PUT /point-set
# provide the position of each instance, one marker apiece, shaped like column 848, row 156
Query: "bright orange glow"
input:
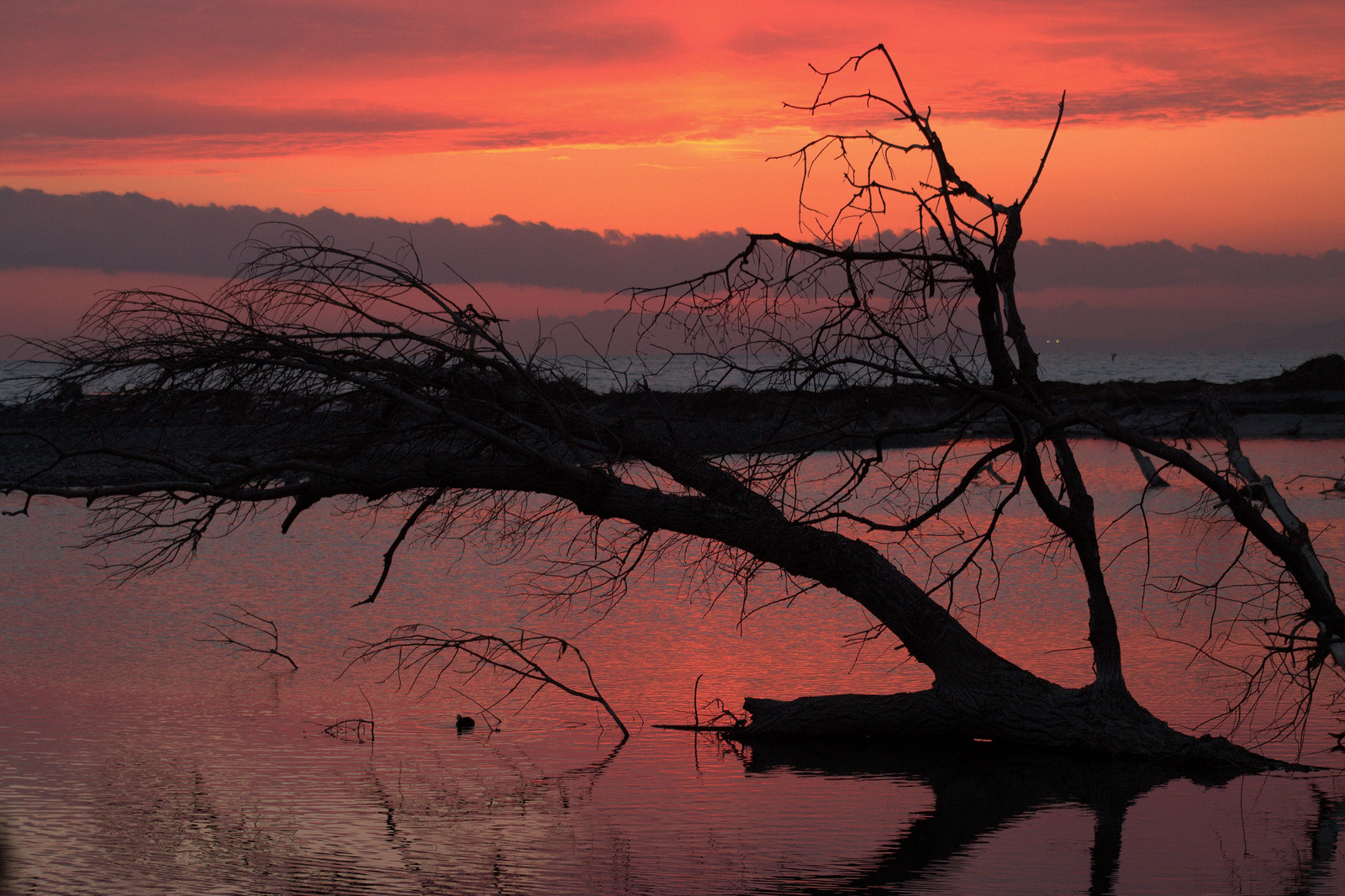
column 1208, row 123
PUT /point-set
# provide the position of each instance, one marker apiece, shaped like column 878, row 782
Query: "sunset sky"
column 1204, row 121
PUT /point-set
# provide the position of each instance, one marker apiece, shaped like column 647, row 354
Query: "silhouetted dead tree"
column 322, row 373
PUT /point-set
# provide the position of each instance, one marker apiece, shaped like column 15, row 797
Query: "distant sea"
column 17, row 377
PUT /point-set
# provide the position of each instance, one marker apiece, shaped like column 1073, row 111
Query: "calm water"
column 134, row 759
column 685, row 373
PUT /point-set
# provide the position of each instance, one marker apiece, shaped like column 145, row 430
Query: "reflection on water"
column 138, row 761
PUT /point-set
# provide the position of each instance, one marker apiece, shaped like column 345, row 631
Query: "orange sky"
column 1210, row 121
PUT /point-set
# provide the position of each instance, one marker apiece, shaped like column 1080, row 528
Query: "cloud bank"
column 123, row 233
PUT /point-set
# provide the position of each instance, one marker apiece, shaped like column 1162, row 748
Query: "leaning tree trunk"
column 977, row 694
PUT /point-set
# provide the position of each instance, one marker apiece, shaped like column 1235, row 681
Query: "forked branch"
column 244, row 630
column 427, row 653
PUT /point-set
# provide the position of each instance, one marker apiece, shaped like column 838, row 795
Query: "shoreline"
column 202, row 427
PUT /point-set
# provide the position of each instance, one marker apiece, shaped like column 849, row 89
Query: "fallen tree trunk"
column 1083, row 720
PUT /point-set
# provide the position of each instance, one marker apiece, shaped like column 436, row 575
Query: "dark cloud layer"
column 131, row 232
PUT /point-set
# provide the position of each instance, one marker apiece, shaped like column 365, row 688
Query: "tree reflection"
column 979, row 790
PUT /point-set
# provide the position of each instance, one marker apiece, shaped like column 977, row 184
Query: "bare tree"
column 323, row 373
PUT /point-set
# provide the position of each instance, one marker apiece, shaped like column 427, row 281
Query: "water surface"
column 134, row 759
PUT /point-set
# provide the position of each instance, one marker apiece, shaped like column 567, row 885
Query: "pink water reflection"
column 138, row 761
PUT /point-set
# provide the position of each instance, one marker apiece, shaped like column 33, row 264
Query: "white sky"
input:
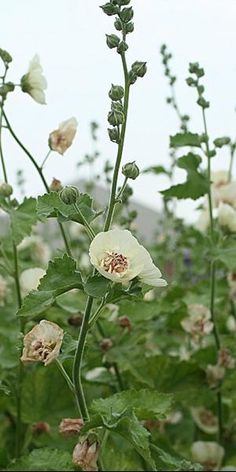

**TASK TO COMPLETE**
Rewrite the listing from its start through the line containing "column 1208, row 123", replacing "marker" with "point" and leaving everything else unchanged. Omit the pictures from your answer.

**ANSWER**
PUT /point-set
# provide the position of each instance, one point apiece, shaped like column 848, row 156
Query: "bright orange glow"
input:
column 1208, row 123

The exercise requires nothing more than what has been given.